Work to complete
Here is a block of records. Copy every one of them exactly.
┌────────
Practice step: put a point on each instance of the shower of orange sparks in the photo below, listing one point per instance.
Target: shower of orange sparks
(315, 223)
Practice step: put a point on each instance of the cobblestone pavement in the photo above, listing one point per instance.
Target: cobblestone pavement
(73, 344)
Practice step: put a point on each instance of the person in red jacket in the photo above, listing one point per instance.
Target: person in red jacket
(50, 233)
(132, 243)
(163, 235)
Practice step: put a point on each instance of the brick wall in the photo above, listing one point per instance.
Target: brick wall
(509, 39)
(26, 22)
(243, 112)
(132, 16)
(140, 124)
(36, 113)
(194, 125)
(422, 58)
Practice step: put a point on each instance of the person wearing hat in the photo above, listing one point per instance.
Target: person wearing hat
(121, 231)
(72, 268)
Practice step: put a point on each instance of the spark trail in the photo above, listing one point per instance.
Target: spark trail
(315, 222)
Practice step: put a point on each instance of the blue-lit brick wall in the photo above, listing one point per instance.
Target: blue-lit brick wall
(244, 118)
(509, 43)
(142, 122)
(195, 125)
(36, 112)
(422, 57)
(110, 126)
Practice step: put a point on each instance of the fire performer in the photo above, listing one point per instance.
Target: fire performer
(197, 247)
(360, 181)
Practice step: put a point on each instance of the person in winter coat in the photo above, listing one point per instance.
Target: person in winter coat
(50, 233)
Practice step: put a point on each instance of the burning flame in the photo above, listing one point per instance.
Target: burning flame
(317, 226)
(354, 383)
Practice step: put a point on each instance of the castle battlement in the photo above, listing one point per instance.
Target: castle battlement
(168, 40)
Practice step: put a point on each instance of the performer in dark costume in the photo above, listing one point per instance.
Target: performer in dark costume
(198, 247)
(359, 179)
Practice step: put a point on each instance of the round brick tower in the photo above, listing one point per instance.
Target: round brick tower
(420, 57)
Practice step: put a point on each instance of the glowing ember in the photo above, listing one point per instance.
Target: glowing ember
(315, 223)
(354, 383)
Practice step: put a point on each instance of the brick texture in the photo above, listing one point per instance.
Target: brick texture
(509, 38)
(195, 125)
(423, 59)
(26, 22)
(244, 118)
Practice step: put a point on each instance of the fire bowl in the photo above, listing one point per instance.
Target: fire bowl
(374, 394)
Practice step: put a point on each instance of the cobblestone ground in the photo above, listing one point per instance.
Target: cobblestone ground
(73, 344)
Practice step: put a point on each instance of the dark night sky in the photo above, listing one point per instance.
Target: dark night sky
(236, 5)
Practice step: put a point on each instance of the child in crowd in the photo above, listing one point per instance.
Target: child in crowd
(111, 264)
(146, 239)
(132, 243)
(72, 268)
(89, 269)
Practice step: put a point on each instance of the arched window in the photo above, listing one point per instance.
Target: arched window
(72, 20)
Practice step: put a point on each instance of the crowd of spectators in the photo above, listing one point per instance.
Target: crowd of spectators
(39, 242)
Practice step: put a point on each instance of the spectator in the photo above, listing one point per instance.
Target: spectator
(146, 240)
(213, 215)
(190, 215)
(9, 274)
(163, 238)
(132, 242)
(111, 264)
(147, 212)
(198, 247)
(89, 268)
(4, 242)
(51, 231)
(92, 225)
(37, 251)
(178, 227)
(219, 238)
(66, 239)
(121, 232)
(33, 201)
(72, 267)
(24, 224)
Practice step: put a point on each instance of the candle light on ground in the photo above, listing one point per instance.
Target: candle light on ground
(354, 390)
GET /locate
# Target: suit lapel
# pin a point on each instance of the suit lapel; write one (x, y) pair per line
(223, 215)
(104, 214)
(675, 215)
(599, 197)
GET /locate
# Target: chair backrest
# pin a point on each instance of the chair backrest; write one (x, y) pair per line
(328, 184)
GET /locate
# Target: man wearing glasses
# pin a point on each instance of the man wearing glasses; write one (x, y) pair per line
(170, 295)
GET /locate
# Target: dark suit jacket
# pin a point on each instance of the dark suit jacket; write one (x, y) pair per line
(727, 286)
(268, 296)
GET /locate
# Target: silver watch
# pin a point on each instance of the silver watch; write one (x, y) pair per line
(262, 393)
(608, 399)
└────────
Task solution
Practice step: put a point on each instance of the shower of orange sparks in the photo below, listing one point per instance.
Target: shower of orange sparks
(315, 223)
Practice step: put a point on each instance of the cobblestone pavement in the photo above, listing one point per instance.
Target: cobblestone pavement
(73, 344)
Practice step: put a point on each instance of the person in red jacket in the photo above, listing one point per instance.
Target: person in red jacket
(50, 233)
(132, 243)
(163, 235)
Practice step: put a point on each instance of the brick wall in the photo above, listing one point per instance.
Target: brick wall
(509, 39)
(26, 22)
(243, 112)
(132, 16)
(140, 124)
(36, 113)
(194, 125)
(422, 58)
Practice step: put a point on each instance of the person wearing hat in the photo above, listing one point per instance.
Target: person wearing hat
(121, 231)
(72, 268)
Practice step: put a point on each instance of the spark trail in the photo above, listing one point per instance.
Target: spark trail
(315, 222)
Practice step: put a point on each instance of the blue-lit brick wall in the photo above, listing one point per instance.
Target: blue-lit brick wall
(244, 118)
(509, 43)
(142, 122)
(195, 125)
(36, 112)
(422, 57)
(110, 126)
Practice step: put a point on each instance of the fire performer in the photo above, listing one point per instance.
Target: fire performer
(197, 247)
(360, 181)
Practice step: put a point on each instance of the person in winter coat in the photo above, listing one point per instance.
Target: person in winter coat
(50, 233)
Practice step: put a point on each instance of the burning flame in the photo above, listing one point per instance.
Target: burning flame
(317, 226)
(354, 383)
Practice step: put a point on each instance of the castle battlement in the photo above, listing one point per instance.
Target: castle battlement
(168, 40)
Practice step: put a point on each instance of the performer in dark costume in the photo above, listing one point per instance.
Target: performer in dark costume
(198, 247)
(359, 179)
Practice step: put a point on each instance of the round brick tower in the photo above, listing one point per instance.
Target: round brick tower
(420, 57)
Practice step: put a point on each instance of the glowing ember in the photo above, listing one point per instance.
Target: glowing ember
(315, 223)
(354, 383)
Practice step: put a point on each instance of the brick texture in the photo above, listing one point per instance.
Target: brick texture
(509, 38)
(195, 125)
(423, 59)
(26, 22)
(244, 118)
Practice step: put a point on each instance of the fire bowl in the photo above, listing one point per instance.
Target: fire bowl
(374, 394)
Practice step: put a point on each instance of the cobblestone ground in the photo above, listing one point per instance.
Target: cobblestone ground
(73, 344)
Practice step: put a point on each instance of the dark night sky in the photo above, listing one point per instance.
Target: dark night sky
(236, 5)
Practice step: put a point on each instance of the child in crowd in the photo above, listing one point per instance.
Target: child in crowd
(111, 264)
(146, 239)
(132, 243)
(72, 268)
(89, 269)
Practice step: put a point on each instance of the arched window in the photo above, listing one point per instance.
Target: arched window
(72, 20)
Practice step: put a point on each instance of the crowd of spectators in the photo above, listing one point per instance.
Target: crowd of spectators
(39, 242)
Practice step: put a point on each instance of the spectator in the photo above, listing one point per instance.
Target: spectator
(146, 240)
(213, 215)
(190, 215)
(9, 274)
(163, 238)
(132, 242)
(111, 264)
(147, 212)
(198, 247)
(89, 268)
(4, 242)
(51, 231)
(92, 225)
(37, 251)
(178, 227)
(219, 238)
(66, 239)
(121, 232)
(33, 201)
(72, 267)
(24, 224)
Practice step: put a point on each instance of the candle light on ground in the photo above, listing one point per instance.
Target: candle light on ground
(354, 390)
GET /locate
# Target: suit lapel
# pin a point on each instance of the suit lapel; write one (x, y) pair per line
(223, 215)
(104, 214)
(675, 215)
(599, 197)
GET /locate
# Target: chair backrest
# pin a point on each instance of the chair backrest; write one (x, y) pair per line
(328, 184)
GET /locate
# Target: man wearing glasses
# pin a point on each instance of the man wearing glasses; write one (x, y) pair per line
(170, 295)
GET /locate
# Target: dark suit jacket
# pin a point on each instance of the dark suit jacket; write one (x, y) pair per line
(727, 286)
(268, 296)
GET /locate
# Target: silver watch
# pin a point on each instance of the silver watch; write one (x, y) pair per line
(262, 393)
(608, 399)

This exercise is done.